• [Problem requirements] Copy out each line below containing "metal".

# # # # # # #

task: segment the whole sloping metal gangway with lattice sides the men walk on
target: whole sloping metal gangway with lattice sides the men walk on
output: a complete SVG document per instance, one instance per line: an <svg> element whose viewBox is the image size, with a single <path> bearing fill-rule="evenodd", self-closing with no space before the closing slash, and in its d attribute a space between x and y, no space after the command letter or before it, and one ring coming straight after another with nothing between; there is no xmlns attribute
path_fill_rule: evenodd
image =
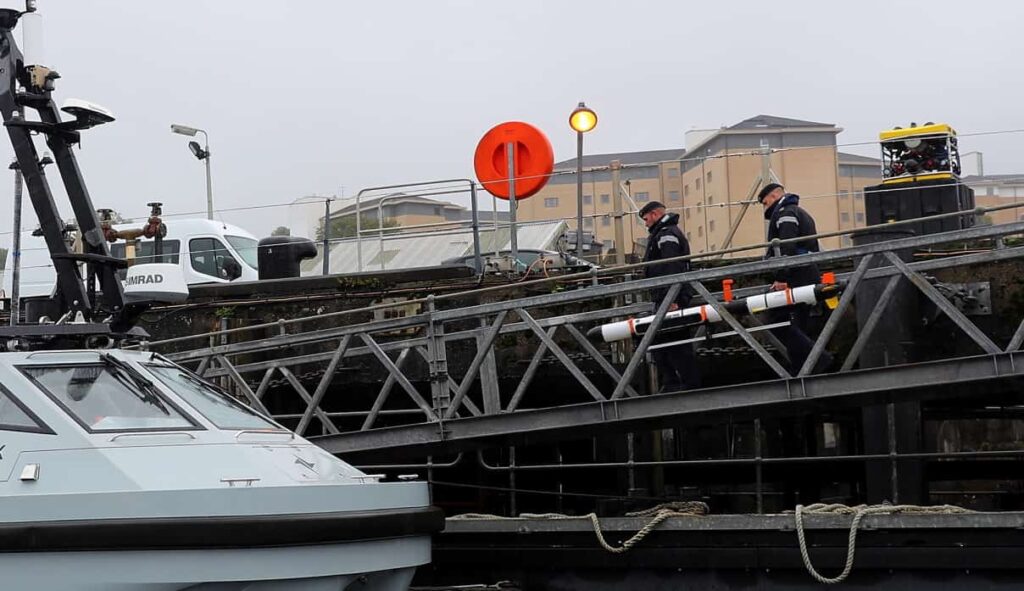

# # # # # # #

• [Output of the task]
task: segment the whole sloping metal gangway with lattice sides the men walk on
target: whole sloping metal gangway with lattice sides the men walk on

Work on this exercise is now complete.